── MATERIAL FOR THIS EXERCISE ──
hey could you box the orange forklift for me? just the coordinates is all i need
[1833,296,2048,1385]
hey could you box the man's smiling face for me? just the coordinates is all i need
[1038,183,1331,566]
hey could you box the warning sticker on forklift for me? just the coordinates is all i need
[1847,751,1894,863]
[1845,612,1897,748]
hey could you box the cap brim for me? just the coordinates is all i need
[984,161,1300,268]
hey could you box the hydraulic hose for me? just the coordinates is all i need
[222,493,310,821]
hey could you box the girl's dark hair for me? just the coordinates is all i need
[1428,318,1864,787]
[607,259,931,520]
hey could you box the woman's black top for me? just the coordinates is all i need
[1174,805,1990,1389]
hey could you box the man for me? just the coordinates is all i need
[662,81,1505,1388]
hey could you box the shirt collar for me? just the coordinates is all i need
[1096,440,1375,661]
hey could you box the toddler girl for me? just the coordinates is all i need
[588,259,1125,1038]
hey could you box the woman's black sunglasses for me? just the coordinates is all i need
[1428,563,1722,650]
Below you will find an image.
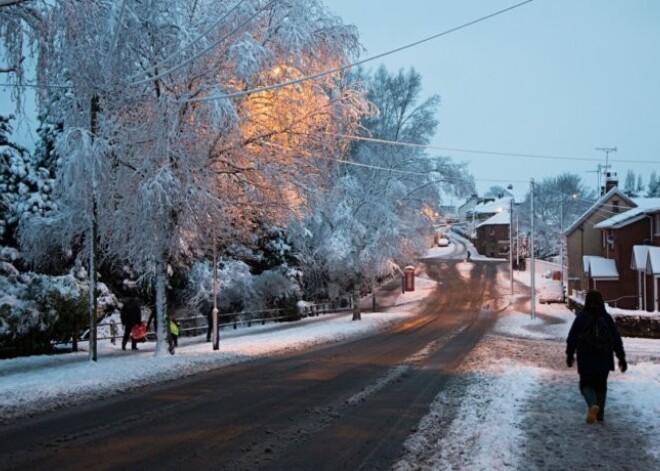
───
== WHAT TO PRODUCE ==
When you set down the material above, keep every word exact and include no pictures.

== EXPECTED ANSWER ==
hey could you box the orange forklift for me? just the coordinates is all i need
[1833,296,2048,1385]
hey could you box the man's smiling face for me? just the coordinates is all i need
[1038,183,1331,566]
hey could you box the warning sticker on forklift for me? just the coordinates is all i need
[1847,751,1894,863]
[1845,612,1897,748]
hey could you box the cap brim for me? just the coordinates is all i need
[984,161,1300,268]
hey could you box the hydraulic hose for me? just the coordinates is all i need
[222,493,310,821]
hey could you box the girl's dark hair for me? just the coordinates is all i need
[1428,318,1864,787]
[607,259,931,520]
hey could you box the woman's black top for me? just the coordinates is all i need
[1174,805,1990,1389]
hey could you box the man for me? just the coordinates is all i need
[662,81,1505,1388]
hey could you box the shirt collar for me? just the coordinates is all i need
[1096,440,1375,661]
hey could you box the toddler girl for me? just the coordinates is all i need
[588,259,1125,1038]
hey could you box the woman's black sunglasses for me? just the coordinates is all i need
[1428,563,1722,650]
Below you will find an image.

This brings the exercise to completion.